*** Begin section ***
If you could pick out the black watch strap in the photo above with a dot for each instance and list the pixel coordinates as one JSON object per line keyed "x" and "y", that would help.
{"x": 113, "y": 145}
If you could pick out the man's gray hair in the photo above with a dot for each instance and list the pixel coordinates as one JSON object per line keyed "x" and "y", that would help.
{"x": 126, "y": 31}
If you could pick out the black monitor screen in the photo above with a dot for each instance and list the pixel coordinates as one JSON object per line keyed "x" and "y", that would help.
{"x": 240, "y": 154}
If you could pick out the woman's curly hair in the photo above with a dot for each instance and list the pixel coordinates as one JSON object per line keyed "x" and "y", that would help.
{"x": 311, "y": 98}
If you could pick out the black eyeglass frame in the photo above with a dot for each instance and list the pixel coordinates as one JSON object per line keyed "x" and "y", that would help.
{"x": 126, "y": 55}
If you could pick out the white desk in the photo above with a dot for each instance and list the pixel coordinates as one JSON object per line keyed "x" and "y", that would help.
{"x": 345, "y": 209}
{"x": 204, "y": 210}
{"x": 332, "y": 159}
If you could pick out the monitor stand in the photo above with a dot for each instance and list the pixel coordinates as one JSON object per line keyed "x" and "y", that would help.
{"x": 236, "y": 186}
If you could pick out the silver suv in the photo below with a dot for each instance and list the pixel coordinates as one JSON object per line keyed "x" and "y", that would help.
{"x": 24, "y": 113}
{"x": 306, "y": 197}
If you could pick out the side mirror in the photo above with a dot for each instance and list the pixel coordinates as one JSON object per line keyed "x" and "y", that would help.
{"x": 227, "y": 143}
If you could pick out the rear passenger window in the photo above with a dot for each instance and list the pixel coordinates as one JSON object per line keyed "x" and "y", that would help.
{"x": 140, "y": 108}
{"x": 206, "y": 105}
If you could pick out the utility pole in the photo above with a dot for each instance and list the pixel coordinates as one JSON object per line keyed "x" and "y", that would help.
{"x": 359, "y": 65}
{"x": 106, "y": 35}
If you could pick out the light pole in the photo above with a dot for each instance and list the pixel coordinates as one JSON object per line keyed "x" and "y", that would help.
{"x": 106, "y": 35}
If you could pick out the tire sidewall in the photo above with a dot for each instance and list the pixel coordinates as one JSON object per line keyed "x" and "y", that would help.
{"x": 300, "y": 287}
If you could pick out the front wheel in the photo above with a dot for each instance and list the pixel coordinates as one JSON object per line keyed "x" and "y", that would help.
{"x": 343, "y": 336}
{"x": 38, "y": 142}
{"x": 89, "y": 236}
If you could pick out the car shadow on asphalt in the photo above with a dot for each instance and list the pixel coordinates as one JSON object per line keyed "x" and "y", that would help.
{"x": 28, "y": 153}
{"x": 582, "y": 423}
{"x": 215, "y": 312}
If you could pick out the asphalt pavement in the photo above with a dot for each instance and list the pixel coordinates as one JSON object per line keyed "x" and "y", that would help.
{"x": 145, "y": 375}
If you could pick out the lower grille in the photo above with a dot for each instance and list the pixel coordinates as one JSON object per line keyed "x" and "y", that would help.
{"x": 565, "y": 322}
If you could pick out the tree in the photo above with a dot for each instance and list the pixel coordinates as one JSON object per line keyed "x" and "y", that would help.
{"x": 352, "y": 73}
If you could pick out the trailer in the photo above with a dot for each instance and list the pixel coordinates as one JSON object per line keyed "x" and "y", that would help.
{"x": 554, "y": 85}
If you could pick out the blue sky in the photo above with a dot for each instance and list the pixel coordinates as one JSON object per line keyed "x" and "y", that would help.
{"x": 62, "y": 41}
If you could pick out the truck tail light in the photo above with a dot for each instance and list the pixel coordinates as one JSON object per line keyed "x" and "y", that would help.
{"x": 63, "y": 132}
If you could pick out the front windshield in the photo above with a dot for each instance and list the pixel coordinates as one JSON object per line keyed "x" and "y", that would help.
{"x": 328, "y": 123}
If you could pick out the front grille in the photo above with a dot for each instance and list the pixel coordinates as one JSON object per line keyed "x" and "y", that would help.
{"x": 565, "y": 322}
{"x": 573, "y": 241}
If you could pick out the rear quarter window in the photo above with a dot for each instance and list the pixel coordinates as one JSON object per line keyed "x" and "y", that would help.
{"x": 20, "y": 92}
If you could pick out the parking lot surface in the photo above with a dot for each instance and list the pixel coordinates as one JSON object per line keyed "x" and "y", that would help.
*** End section ***
Every line between the one holding "If you could pick out the rear quarter" and the end of the listing above, inclusive, must be transcribed exactly; omit all others.

> **SOLUTION**
If you could pick out the rear quarter window in the photo above with a dot for each instance and list the pixel coordinates as one JSON object per line keyed "x" and "y", that would help.
{"x": 20, "y": 92}
If you could pick out the parking lot surface in the photo above with a dot for each instance and list the pixel coordinates as one JSON object per line keyed "x" and "y", that would help.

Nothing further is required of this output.